Stated goal: Repeat the data below word for word, but leave out the pictures.

====

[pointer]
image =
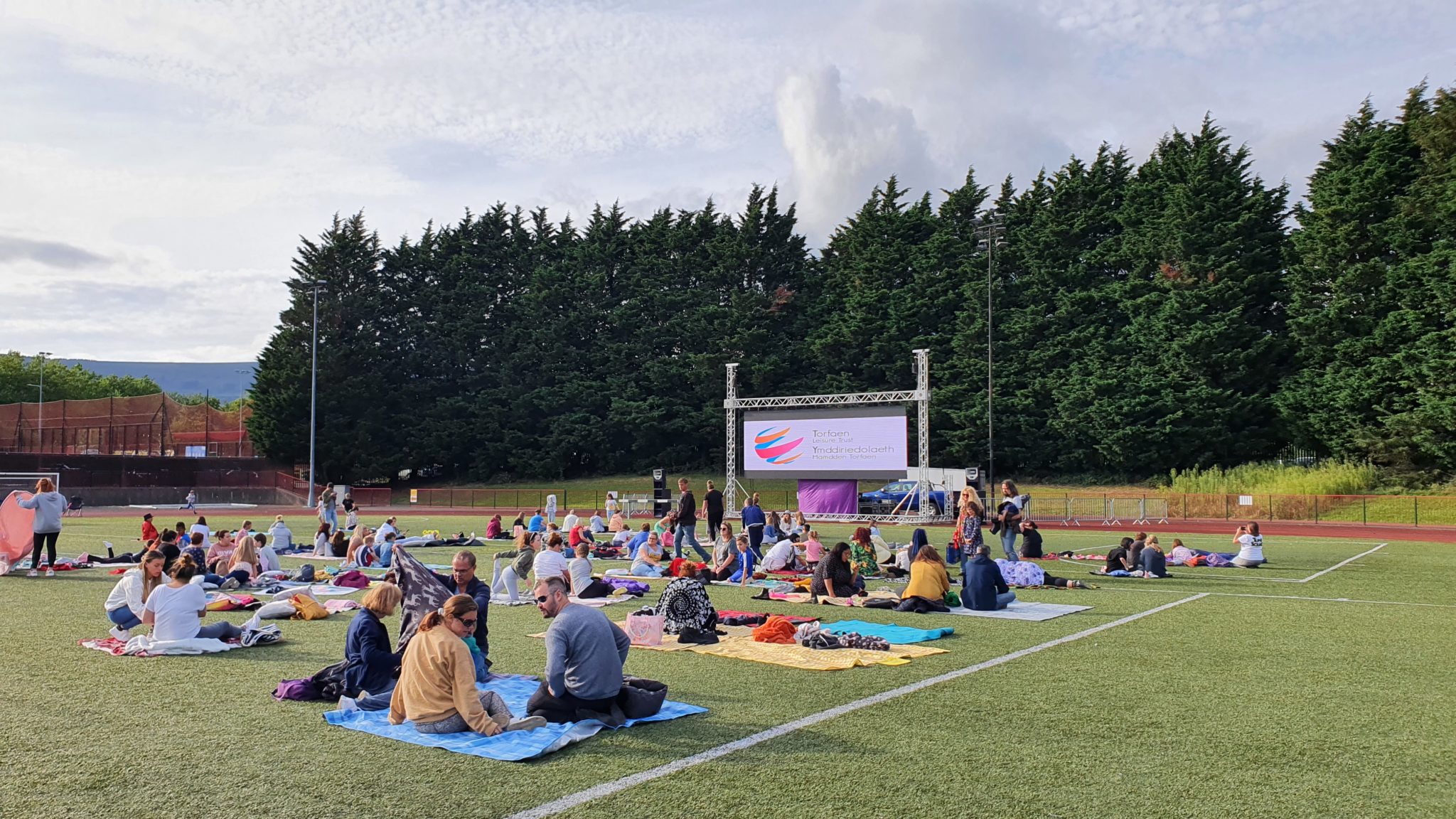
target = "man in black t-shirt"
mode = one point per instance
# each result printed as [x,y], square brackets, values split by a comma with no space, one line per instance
[686,522]
[712,510]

====

Finished answer:
[pointer]
image =
target = "man in black t-shirt"
mode = one point per instance
# each result printed as [x,y], square brackets, values split by a comma with no space, one line per instance
[686,522]
[712,510]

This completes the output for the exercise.